James "Dick" Hugg (also known as "Huggy Boy") (June 9, 1928 – August 30, 2006) was a radio disc jockey in Los Angeles, California.

Rock and Roll
Hugg was the first white disc jockey to broadcast (on station KRKD) from the front window of John Dolphin's popular all-night record store, Dolphin's of Hollywood, at the corner of Central and Vernon Avenues. He also co-produced several artists, such as vocalist Jesse Belvin and saxophonist Joe Houston, on Dolphin's various record labels, including Cash and Money. With his own record label, Caddy Records, Hugg recorded local favorites Jim Balcom, Jeanette Baker, Chuck Higgins and Johnny Flamingo. Hugg later promoted bands like The Jaguars, the Village Callers, Thee Midniters and The Champs; these groups were part of what was later known as the Chicano rock movement.

Though originally an R&B disc jockey, Hugg gradually aimed his radio and television shows at Los Angeles' burgeoning Latino population and featured almost every young Chicano group coming out of East Los Angeles, the San Gabriel Valley, the Pomona Valley, and the San Fernando Valley. He promoted dances and shows in the barrio and was important to the growth of the city's so-called Eastside Sound. He also brought to East Los Angeles groups such as Them, Sonny and Cher, The Righteous Brothers and Dusty Springfield, acts that may otherwise have not been accessible to Mexican-American audiences.

Hugg was on KRKD, 1951–55; KWKW, 1954; KALI; KGFJ, 1955; KBLA, 1965; KRKD, 1965–66; KRTH, 1975; XPRS, 1981–82; KRLA, 1983–98; KRTH, 1998-2002. He hosted an oldies show on KRLA and for a time, a dance program, "The Huggie Boy Show", which aired weekly on KWHY channel 22.  His popularity continued to increase long after the show went off the air.

Work to do
In the Dick Hugg biography, what station did Hugg broadcast on from the front window of Dolphin's of Hollywood? Please answer briefly. The rows aren't needed here.

Recorded information
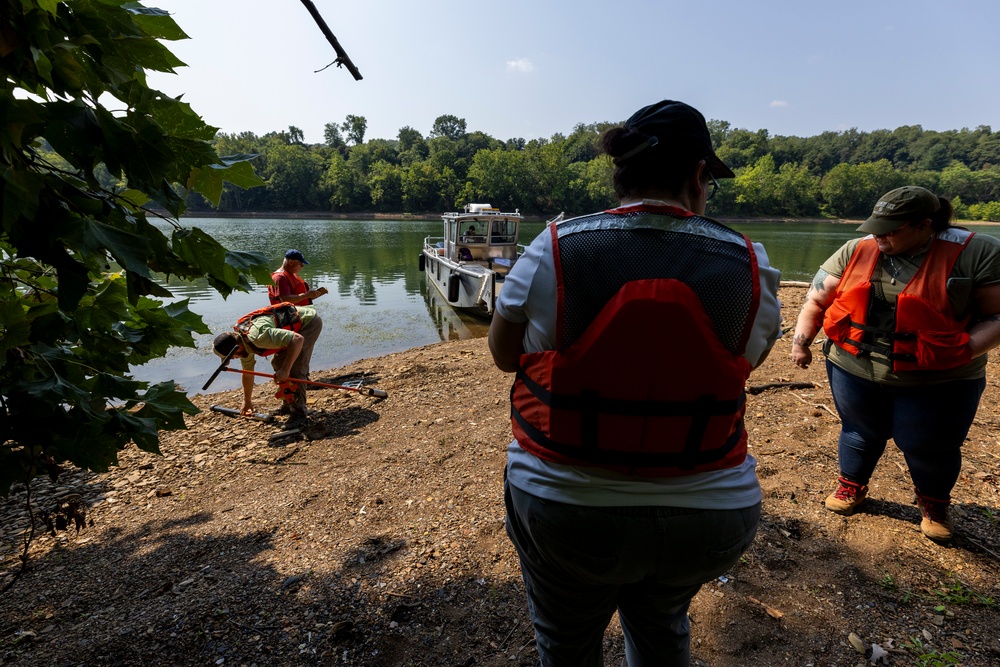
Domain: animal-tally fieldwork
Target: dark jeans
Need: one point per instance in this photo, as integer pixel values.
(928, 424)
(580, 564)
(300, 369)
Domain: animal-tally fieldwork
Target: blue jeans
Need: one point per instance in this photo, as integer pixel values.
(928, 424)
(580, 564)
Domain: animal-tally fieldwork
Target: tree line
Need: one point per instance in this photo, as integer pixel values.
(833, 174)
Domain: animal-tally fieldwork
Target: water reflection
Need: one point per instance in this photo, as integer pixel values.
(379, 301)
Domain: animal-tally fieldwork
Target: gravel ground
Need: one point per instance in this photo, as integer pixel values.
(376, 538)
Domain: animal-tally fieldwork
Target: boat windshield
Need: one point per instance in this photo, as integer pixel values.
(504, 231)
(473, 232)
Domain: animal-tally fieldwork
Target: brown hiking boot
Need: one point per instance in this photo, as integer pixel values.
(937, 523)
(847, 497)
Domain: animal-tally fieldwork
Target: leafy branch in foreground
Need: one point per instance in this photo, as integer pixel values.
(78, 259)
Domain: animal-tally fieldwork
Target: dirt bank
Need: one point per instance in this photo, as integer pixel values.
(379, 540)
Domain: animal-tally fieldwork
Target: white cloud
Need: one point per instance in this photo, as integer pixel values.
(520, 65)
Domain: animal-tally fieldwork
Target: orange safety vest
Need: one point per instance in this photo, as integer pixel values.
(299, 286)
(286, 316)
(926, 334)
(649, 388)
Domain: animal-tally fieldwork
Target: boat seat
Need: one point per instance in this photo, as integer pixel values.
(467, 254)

Answer to the problem
KRKD.